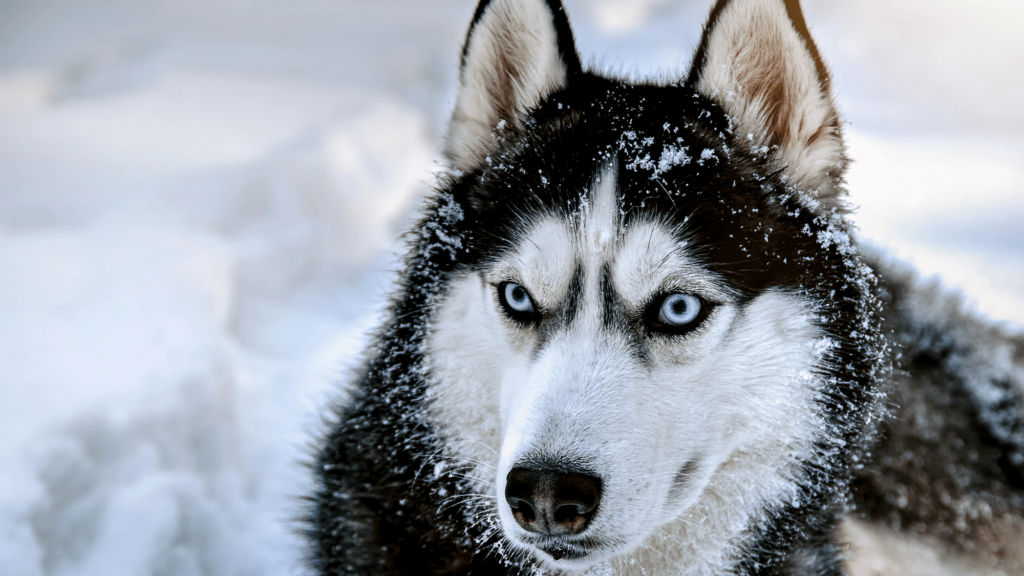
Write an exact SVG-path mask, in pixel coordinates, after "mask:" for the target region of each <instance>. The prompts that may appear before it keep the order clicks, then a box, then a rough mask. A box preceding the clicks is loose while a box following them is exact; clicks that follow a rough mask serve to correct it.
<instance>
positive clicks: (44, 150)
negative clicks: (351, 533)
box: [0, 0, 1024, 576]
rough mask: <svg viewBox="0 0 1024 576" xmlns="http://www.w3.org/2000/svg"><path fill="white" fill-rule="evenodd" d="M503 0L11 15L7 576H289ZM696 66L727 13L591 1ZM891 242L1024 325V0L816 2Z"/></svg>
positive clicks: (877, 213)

...

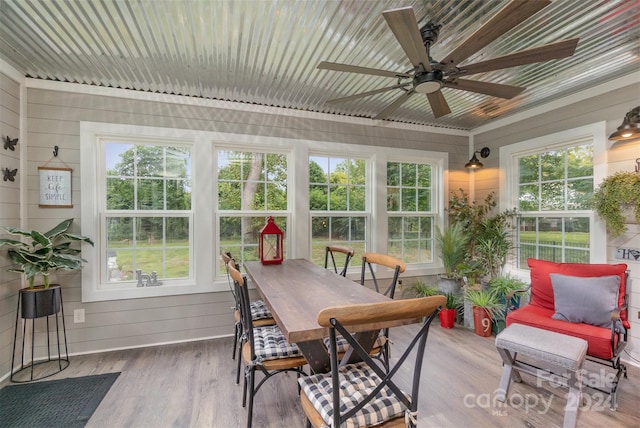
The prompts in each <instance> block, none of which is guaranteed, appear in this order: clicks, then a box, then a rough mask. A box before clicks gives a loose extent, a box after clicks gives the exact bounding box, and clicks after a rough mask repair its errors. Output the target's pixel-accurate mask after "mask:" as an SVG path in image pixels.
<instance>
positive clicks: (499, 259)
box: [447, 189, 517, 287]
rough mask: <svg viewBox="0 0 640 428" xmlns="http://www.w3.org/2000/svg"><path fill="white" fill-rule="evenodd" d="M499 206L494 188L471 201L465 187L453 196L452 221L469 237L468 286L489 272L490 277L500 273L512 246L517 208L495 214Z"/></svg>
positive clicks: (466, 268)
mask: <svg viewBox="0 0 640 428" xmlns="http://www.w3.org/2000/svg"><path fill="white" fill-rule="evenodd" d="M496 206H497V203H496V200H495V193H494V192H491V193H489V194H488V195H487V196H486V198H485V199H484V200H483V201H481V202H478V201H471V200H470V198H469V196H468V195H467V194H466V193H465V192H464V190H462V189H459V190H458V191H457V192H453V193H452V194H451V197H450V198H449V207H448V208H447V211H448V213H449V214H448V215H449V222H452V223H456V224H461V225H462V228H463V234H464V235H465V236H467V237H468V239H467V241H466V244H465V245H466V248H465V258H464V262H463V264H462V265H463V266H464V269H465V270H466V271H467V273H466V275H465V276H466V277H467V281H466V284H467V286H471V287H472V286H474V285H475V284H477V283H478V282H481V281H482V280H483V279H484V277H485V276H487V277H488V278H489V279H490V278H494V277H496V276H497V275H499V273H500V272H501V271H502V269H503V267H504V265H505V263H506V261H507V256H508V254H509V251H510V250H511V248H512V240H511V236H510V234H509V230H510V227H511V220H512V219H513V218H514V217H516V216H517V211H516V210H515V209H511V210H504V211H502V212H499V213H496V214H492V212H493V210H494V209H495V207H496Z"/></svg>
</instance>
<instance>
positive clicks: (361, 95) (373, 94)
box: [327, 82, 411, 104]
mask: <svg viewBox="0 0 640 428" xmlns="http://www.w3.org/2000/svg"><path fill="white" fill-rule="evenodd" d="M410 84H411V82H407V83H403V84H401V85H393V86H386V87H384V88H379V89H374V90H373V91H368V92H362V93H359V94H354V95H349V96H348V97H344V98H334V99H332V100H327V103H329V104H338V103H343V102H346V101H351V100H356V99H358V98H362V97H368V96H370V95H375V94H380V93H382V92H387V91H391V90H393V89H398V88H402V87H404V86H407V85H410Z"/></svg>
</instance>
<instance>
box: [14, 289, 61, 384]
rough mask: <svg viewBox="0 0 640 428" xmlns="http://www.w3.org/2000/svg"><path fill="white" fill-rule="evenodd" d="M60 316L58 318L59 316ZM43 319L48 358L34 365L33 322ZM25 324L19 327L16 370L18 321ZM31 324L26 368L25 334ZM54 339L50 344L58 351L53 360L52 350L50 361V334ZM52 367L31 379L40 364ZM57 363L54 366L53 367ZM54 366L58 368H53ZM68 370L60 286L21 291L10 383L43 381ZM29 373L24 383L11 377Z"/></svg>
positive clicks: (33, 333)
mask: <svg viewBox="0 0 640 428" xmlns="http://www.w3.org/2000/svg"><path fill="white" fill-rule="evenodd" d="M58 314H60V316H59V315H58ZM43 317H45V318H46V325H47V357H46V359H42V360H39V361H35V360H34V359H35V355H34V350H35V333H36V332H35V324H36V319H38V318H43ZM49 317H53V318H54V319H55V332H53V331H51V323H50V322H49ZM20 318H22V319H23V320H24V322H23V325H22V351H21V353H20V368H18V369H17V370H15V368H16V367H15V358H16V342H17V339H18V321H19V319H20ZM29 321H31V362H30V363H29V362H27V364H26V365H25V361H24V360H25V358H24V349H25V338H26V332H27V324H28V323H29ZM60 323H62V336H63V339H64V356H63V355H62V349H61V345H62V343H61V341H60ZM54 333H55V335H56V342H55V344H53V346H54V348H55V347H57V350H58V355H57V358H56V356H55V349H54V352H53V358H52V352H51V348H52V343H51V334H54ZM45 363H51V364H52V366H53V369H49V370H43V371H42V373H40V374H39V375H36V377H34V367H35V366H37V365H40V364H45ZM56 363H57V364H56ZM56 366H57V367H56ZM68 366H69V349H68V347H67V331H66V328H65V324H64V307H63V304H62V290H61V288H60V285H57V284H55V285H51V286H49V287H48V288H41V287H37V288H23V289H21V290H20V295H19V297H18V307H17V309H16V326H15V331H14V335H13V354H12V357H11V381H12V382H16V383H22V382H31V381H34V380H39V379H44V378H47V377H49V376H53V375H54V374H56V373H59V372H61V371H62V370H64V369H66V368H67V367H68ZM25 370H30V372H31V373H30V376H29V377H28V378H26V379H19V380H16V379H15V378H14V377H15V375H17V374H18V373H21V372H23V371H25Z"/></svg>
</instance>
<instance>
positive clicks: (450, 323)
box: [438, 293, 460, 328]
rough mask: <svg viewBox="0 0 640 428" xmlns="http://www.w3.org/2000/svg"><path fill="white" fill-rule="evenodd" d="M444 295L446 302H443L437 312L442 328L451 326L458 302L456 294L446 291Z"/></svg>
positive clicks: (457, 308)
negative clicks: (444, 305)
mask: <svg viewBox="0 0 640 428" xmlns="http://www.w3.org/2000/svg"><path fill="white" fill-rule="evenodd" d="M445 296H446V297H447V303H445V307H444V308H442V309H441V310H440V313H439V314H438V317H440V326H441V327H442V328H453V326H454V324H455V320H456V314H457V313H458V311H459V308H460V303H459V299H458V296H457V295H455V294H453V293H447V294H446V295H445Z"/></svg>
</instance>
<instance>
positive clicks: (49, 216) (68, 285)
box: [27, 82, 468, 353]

==

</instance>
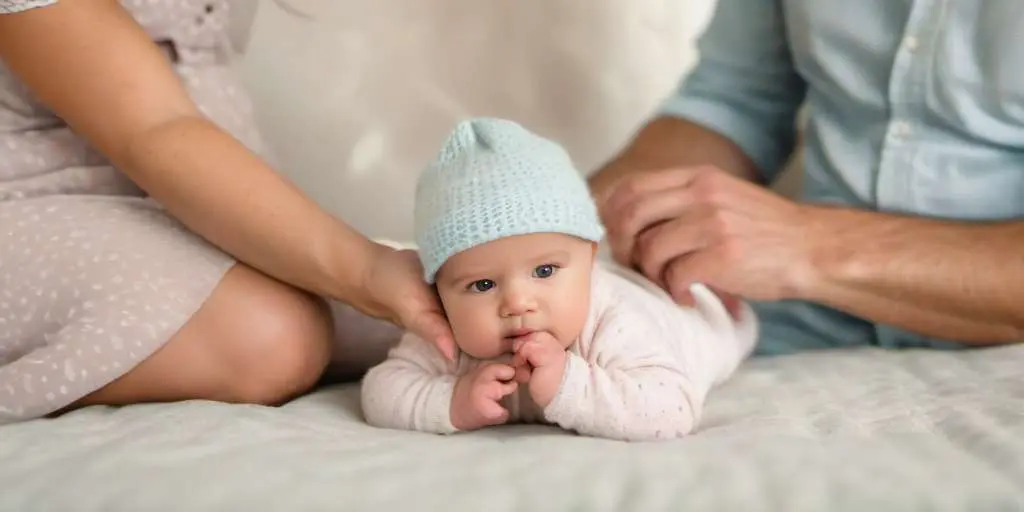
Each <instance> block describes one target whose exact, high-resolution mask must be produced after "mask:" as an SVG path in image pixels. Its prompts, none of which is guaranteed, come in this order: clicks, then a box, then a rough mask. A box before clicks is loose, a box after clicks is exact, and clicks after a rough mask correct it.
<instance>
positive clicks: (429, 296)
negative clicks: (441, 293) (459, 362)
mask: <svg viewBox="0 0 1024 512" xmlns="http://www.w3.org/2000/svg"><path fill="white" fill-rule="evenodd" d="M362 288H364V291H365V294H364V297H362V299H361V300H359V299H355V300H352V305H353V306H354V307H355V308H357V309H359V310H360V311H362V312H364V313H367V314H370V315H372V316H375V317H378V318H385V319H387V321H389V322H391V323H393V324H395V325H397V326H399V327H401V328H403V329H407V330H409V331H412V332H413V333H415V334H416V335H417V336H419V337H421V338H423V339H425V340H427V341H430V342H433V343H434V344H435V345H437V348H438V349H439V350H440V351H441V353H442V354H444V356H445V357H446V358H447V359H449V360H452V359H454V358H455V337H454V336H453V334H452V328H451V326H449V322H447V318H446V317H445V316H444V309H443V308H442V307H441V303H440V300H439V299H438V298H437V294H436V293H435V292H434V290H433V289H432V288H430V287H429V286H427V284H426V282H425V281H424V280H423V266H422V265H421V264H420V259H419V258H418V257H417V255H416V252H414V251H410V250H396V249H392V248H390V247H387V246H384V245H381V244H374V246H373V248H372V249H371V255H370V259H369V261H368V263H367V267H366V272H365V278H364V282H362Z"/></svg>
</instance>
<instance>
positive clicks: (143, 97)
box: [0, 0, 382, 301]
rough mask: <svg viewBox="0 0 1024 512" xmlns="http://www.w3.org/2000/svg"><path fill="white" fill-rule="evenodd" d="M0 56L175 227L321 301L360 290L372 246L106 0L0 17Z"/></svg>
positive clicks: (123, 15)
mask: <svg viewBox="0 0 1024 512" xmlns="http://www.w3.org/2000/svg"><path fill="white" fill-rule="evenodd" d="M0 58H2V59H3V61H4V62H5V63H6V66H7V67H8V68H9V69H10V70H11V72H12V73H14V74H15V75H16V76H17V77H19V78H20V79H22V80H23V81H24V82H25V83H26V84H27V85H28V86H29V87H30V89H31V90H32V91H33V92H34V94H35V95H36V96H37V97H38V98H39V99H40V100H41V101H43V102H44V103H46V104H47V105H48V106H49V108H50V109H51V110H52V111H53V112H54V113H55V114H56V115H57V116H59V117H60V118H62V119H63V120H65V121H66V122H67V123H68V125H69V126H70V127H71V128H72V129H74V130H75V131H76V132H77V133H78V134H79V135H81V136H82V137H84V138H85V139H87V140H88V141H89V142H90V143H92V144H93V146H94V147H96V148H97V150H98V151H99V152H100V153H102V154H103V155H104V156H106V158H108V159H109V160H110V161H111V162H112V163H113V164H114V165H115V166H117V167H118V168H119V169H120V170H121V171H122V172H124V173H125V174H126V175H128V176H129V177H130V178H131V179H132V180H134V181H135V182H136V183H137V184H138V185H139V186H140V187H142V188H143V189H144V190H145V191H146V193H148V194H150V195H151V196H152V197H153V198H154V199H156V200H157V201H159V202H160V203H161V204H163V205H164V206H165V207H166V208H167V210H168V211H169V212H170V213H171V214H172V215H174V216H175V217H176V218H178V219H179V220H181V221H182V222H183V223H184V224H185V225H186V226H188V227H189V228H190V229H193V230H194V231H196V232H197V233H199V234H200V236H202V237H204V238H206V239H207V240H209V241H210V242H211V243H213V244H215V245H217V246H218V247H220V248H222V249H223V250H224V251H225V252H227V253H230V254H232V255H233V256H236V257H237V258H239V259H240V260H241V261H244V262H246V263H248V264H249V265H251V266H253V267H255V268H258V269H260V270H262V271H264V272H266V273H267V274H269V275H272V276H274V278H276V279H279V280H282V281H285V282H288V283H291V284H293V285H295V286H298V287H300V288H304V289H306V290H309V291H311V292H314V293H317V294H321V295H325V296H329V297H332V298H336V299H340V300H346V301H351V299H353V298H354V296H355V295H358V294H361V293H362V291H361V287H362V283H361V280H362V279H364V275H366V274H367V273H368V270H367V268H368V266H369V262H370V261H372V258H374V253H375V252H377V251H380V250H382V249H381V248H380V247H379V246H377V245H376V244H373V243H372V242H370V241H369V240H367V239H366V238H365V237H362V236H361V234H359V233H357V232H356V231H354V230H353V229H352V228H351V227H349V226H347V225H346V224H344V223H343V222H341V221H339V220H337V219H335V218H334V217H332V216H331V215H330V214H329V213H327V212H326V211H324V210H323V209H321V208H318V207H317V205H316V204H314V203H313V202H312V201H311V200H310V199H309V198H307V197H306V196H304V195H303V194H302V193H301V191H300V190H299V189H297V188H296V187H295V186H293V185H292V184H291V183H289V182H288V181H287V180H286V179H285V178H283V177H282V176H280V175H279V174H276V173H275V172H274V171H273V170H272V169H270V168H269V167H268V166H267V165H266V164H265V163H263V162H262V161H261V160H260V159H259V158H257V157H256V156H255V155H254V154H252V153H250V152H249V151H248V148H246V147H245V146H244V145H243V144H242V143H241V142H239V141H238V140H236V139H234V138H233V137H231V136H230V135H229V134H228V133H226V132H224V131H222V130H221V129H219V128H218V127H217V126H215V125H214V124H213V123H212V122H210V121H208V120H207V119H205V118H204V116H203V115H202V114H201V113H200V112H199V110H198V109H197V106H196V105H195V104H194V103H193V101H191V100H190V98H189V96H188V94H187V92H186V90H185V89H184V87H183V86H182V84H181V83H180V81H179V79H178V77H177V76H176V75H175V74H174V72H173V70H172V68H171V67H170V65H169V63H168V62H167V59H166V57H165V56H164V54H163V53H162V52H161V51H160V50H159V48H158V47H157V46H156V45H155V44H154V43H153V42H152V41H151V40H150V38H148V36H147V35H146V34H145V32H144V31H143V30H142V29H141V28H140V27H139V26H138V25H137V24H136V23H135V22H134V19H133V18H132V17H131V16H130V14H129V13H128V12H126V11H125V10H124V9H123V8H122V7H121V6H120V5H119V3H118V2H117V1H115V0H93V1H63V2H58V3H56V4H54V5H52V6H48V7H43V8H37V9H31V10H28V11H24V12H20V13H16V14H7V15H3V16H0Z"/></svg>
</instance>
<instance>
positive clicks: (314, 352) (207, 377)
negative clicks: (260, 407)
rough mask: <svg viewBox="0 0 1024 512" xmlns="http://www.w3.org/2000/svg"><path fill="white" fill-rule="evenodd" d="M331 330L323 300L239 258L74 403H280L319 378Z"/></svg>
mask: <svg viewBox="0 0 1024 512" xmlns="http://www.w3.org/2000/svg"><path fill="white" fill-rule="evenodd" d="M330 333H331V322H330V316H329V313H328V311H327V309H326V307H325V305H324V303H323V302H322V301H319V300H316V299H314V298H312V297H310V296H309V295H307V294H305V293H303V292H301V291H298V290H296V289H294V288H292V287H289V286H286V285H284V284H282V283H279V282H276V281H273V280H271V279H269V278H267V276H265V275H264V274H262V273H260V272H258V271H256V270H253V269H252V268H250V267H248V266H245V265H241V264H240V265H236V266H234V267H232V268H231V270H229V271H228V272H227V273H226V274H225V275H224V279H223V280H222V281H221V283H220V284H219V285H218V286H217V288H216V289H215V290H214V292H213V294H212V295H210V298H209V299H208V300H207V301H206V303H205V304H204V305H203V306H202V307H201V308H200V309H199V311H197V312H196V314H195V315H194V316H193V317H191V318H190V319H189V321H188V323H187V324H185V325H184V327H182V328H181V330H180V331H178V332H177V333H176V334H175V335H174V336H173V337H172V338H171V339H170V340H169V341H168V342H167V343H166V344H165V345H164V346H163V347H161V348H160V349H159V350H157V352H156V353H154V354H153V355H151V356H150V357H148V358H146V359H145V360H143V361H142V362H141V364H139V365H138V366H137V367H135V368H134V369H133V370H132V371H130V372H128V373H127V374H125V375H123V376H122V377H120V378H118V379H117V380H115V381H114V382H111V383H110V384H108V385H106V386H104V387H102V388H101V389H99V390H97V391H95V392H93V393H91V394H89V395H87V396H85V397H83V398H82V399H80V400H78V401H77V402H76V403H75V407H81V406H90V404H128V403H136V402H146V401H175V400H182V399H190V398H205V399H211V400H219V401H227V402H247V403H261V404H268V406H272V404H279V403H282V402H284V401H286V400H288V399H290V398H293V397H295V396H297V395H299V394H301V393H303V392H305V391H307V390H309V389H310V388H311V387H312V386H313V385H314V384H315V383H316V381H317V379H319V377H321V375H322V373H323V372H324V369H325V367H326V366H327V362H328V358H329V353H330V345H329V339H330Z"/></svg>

• YOUR OBJECTIVE:
In the entries above, the lines between the one holding "positive clicks: (314, 352) (207, 377)" and the one holding "negative clicks: (260, 407)", inclusive, are to be printed exactly as written, and those alone.

• SOLUTION:
positive clicks: (314, 352) (207, 377)
negative clicks: (260, 407)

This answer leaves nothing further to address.